# A Smekvis trade!



## tobacmon (May 17, 2007)

*A Smelvis trade!*

Had a great conversation with Dave the other day and made an agreement on some SLR A's I had for a varity pack of something he had. Well Dave like always does not give anyone slack when helping others out. Thanks much for the trade and look forward to torching these one at a time--I will fill in the gap with the SLR's that I have resting. And the flashlight was a great surprise.....Thank You!


----------



## salmonfly (Nov 11, 2009)

Paul you dealt with a good BOTL, enjoy your smokes Sir! :ss


----------



## KINGLISH (Jul 27, 2009)

WOW ! want to try all of those! have fun smoking them!!


----------



## J Daly (Apr 14, 2010)

Nice!

▶ _Data section_:
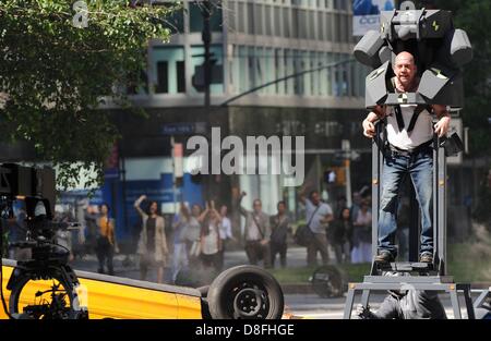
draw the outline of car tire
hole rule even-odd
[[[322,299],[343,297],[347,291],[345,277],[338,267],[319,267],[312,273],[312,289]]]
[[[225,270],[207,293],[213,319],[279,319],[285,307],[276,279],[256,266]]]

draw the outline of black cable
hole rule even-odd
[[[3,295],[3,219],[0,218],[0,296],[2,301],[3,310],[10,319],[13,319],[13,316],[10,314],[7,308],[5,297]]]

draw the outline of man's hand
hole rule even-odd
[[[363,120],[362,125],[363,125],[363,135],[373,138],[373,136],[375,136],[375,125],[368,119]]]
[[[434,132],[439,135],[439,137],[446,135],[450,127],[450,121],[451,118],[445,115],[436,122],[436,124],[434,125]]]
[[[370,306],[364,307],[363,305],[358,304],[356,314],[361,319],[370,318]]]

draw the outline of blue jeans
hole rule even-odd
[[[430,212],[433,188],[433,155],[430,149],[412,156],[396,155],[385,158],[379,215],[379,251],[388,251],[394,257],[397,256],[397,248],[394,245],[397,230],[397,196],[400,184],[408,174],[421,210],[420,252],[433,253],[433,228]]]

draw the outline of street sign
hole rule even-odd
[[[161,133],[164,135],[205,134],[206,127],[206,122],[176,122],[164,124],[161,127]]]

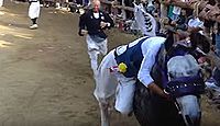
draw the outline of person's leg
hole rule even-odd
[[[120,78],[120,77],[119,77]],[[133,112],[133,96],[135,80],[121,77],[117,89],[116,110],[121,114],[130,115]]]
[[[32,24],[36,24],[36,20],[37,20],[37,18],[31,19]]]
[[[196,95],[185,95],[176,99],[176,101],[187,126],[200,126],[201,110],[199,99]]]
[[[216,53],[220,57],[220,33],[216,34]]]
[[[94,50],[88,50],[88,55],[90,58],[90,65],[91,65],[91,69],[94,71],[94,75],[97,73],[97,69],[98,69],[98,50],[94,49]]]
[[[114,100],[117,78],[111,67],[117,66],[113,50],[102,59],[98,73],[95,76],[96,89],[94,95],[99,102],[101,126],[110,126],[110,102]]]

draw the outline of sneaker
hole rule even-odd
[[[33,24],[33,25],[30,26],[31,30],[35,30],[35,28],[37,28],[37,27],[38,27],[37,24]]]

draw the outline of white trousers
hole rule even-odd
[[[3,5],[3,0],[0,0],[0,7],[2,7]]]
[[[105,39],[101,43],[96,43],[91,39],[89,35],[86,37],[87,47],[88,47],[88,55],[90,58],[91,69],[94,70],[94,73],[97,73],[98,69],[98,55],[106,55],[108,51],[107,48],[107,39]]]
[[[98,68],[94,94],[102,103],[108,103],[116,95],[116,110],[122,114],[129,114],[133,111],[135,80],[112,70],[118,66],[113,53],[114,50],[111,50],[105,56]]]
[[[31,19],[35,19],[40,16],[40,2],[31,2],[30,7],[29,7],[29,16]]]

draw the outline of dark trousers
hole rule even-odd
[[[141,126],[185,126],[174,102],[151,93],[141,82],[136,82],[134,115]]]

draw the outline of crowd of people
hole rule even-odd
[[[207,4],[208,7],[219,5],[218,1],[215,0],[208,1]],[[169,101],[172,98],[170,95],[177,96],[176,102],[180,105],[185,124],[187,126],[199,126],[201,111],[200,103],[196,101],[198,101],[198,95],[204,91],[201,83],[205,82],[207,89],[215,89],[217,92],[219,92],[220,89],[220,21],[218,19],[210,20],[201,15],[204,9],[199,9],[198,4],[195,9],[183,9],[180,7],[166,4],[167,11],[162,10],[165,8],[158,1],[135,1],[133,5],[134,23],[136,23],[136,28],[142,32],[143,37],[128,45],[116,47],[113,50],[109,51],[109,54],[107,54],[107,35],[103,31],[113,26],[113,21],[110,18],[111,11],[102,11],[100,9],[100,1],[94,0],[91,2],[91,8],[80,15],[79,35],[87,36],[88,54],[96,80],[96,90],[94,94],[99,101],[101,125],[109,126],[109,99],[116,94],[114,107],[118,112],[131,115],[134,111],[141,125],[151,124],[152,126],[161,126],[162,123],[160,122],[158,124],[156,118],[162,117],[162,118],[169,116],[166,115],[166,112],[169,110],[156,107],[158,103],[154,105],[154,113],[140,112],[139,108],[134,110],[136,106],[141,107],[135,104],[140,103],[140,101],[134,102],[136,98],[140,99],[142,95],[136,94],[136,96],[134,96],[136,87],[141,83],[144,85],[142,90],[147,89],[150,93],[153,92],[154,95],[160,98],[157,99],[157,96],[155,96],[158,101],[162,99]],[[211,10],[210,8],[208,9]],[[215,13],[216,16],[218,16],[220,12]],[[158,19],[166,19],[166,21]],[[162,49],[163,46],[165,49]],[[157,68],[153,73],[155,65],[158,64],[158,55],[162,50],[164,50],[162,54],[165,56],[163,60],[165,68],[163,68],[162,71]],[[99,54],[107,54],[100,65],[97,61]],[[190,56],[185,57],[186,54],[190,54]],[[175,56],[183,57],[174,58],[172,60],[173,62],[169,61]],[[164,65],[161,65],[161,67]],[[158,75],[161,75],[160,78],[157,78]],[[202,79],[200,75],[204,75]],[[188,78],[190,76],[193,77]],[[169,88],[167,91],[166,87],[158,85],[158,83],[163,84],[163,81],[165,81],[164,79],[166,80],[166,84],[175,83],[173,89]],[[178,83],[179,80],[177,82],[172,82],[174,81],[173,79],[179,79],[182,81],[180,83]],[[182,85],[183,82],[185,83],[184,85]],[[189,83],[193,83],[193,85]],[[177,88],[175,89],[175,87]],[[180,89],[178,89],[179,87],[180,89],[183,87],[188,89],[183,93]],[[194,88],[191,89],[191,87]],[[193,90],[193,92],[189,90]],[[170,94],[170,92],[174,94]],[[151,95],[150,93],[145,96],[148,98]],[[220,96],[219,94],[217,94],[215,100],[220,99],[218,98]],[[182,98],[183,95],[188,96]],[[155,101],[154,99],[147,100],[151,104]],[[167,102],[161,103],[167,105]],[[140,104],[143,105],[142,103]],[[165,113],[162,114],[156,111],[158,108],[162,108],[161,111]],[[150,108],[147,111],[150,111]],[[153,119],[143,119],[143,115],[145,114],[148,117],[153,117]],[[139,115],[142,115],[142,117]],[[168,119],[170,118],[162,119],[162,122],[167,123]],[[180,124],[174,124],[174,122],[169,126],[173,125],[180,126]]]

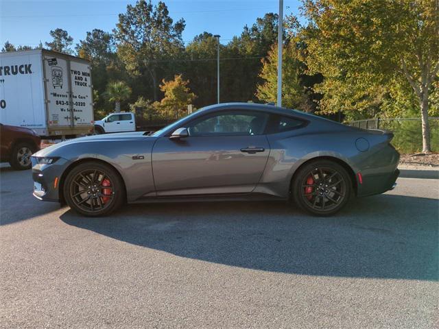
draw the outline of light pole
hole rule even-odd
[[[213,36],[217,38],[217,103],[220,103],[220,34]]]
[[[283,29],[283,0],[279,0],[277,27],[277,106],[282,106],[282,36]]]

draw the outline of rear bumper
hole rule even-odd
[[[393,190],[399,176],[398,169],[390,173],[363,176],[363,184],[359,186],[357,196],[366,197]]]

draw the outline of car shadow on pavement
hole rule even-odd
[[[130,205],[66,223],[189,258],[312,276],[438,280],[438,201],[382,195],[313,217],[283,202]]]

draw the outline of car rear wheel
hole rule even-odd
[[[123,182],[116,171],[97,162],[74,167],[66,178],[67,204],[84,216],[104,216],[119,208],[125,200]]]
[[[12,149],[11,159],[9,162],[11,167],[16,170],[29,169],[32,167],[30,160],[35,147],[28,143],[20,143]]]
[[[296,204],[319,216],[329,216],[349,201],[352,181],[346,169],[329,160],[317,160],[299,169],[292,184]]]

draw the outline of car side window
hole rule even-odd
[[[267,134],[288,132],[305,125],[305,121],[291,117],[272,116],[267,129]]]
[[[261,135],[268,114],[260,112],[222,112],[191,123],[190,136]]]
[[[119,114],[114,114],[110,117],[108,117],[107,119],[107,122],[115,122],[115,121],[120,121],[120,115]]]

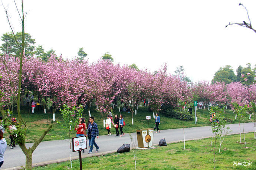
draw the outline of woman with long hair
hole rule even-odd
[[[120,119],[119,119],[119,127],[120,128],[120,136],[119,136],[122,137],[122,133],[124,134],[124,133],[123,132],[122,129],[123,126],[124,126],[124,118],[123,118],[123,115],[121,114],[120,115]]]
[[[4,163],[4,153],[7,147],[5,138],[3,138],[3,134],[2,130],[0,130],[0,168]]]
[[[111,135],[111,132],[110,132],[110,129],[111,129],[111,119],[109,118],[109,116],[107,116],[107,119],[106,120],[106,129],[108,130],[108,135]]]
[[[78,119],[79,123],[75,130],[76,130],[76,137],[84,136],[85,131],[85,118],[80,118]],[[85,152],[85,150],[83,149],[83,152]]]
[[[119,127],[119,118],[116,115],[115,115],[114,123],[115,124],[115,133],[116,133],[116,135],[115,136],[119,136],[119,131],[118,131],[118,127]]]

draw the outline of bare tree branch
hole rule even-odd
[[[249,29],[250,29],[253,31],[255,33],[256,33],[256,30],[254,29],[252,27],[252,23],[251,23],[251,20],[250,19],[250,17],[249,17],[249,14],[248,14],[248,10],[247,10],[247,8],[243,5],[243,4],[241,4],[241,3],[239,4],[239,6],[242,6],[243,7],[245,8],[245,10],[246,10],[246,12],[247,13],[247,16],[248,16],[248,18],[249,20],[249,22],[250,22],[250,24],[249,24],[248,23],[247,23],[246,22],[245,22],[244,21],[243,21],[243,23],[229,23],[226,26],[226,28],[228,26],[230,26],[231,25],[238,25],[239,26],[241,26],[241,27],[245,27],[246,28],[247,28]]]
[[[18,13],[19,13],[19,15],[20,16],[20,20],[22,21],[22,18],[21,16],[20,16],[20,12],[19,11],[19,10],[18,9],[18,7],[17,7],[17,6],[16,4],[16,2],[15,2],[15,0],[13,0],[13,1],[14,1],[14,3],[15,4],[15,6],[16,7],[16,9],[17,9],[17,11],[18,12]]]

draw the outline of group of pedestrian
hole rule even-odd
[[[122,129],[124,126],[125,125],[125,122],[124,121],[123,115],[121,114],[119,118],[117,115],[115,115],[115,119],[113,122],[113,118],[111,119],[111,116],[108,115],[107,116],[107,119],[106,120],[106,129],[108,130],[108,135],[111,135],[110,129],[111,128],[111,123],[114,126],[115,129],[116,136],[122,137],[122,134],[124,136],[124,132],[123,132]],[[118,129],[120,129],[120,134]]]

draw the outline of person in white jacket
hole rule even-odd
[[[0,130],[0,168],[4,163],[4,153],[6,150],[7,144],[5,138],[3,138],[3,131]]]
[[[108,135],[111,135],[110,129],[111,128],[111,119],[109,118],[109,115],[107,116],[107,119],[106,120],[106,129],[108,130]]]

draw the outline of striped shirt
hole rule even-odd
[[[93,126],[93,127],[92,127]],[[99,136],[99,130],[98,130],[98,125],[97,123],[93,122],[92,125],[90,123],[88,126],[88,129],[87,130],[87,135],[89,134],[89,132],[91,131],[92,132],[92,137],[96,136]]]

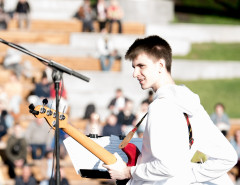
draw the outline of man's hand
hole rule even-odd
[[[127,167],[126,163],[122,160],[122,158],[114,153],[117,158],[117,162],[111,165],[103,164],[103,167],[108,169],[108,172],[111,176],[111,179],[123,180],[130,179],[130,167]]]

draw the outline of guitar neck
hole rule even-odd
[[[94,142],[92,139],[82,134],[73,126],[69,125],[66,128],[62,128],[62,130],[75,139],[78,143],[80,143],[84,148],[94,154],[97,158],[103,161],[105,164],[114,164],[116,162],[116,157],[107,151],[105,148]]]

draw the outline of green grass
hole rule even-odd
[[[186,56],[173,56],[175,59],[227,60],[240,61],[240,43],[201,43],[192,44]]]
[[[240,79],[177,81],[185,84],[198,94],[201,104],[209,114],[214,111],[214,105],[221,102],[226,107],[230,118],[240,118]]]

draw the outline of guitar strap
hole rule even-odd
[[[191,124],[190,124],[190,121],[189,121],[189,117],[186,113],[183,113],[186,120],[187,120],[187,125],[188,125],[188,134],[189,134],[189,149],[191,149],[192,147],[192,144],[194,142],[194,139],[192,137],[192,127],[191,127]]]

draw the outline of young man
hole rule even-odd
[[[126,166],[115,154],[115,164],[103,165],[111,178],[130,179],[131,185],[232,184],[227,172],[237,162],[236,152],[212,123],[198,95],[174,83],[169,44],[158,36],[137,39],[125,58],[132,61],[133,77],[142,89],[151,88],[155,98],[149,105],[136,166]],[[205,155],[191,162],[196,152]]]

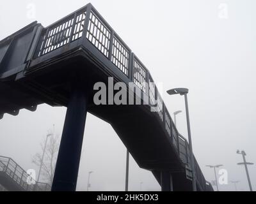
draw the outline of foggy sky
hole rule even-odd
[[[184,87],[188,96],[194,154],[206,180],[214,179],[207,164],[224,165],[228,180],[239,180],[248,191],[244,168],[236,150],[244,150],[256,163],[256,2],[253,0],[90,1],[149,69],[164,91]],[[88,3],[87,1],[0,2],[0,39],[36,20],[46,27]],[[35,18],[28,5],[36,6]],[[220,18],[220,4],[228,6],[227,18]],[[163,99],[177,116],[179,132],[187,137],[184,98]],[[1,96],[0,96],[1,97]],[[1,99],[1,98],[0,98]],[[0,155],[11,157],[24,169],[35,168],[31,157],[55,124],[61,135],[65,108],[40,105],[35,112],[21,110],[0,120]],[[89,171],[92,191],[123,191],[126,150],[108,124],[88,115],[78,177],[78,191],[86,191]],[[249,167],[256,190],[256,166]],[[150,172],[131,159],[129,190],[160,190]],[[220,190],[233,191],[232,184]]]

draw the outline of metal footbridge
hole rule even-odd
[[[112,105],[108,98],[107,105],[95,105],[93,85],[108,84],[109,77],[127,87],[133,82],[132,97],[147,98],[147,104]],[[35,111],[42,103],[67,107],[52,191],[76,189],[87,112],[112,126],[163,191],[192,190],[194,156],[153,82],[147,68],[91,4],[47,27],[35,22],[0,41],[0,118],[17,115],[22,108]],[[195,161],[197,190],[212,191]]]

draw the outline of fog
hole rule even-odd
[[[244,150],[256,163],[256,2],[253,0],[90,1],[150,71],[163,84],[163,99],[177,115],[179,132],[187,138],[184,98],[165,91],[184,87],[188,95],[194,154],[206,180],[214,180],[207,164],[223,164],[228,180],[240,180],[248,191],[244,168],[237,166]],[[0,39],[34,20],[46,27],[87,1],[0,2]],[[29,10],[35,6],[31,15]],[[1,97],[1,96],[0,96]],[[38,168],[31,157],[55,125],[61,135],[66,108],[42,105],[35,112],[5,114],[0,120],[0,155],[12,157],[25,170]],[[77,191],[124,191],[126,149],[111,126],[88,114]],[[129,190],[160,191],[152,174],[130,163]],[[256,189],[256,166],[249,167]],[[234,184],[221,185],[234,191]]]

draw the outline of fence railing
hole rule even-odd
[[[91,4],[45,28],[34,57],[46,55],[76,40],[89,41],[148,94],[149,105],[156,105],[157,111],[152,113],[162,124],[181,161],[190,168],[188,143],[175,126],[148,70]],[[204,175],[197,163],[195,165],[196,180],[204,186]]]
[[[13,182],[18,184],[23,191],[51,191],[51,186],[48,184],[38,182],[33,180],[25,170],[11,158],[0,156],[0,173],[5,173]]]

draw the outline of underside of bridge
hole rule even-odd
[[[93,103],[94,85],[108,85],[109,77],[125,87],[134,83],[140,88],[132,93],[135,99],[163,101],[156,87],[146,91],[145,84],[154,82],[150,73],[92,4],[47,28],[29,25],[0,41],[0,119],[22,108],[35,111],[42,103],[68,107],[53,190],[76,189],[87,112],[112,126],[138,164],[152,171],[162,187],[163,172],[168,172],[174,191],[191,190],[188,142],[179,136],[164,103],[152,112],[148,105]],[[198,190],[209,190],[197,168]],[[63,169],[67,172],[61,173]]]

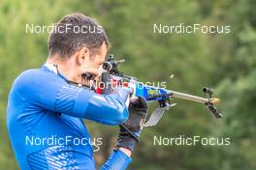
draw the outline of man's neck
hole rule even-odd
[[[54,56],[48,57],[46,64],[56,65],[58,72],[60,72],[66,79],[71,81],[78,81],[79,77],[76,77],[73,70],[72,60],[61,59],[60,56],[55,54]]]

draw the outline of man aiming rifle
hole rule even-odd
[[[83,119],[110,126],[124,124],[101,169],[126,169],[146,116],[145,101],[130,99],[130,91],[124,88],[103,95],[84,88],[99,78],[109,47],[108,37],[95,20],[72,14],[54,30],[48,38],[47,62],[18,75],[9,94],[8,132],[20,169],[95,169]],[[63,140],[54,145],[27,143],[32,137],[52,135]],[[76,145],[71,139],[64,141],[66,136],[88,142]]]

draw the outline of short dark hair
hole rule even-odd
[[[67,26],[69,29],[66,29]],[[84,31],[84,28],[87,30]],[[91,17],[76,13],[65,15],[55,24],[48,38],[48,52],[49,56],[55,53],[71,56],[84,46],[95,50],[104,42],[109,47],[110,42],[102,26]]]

▶ _Tasks to complete_:
- 1) Reproduce everything in the cigar trade thread from "Had a great" down to "(Nov 11, 2009)".
- 2) Identify each line of the records containing the word "rear".
The forum thread and the records are unrelated material.

▶ _Responses in order_:
- 1)
Had a great conversation with Dave the other day and made an agreement on some SLR A's I had for a varity pack of something he had. Well Dave like always does not give anyone slack when helping others out. Thanks much for the trade and look forward to torching these one at a time--I will fill in the gap with the SLR's that I have resting. And the flashlight was a great surprise.....Thank You!


----------



## salmonfly (Nov 11, 2009)

- 2)
draw the outline of rear bumper
draw the outline of car rear wheel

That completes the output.